Do this:
Transcribe the records below exactly.

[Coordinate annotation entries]
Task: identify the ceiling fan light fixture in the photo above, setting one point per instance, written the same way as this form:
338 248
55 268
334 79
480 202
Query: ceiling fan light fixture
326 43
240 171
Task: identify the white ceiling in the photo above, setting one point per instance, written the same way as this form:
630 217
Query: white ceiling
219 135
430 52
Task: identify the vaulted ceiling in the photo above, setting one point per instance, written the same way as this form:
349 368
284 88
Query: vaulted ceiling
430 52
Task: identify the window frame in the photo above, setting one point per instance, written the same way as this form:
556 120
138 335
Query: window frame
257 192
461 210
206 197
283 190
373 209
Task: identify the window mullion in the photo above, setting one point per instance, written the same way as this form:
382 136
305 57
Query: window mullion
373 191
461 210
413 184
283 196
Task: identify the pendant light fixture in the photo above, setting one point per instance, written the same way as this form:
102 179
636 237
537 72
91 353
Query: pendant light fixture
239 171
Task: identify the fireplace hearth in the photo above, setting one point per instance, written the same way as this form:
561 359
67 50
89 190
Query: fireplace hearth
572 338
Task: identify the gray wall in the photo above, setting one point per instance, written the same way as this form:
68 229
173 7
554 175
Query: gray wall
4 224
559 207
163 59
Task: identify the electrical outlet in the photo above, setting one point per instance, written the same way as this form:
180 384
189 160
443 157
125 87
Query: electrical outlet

Exercise solution:
Task: identify the ceiling fan light fixture in the photo above, setting one point per instance, written the same way as this form:
338 248
55 268
334 79
480 202
Query: ceiling fan light fixture
326 43
240 171
Task: identify the white ceiling in the photo above, setting one point per instance, written the same way as this form:
630 217
Query: white ceiling
219 135
430 52
Task: identify the vaulted ceiling in the photo above, setting one point per instance, written the same way as this form:
349 368
284 88
Query: vaulted ceiling
430 52
Task: identify the window frame in the photo above, setting one point per instance, written the same way as this form:
556 120
138 335
Query: window frame
257 192
461 210
206 197
283 190
373 209
Task: identify the window mullion in the photo above, setting one point per instance, written the same way as this form:
382 136
305 57
Query: window mullion
373 191
461 210
413 184
283 196
Task: identify the pendant light fixture in the photo above, setting one point per instance, written the same way as this form:
102 179
636 237
537 72
91 353
Query: pendant light fixture
239 171
Task: identify the fireplace hearth in the photo above, setting one point per instance, written the same way as this form:
561 359
67 50
89 190
Query: fireplace hearth
572 338
Task: identify the gray wall in the photo above, setting one point per instance, written the same way as this form:
68 229
173 7
554 175
Query: gray wall
4 224
559 207
163 59
Task: identify the electrical outlet in the photo above, setting one point per instance, written the same way as this form:
180 384
189 160
443 157
125 87
Query: electrical outlet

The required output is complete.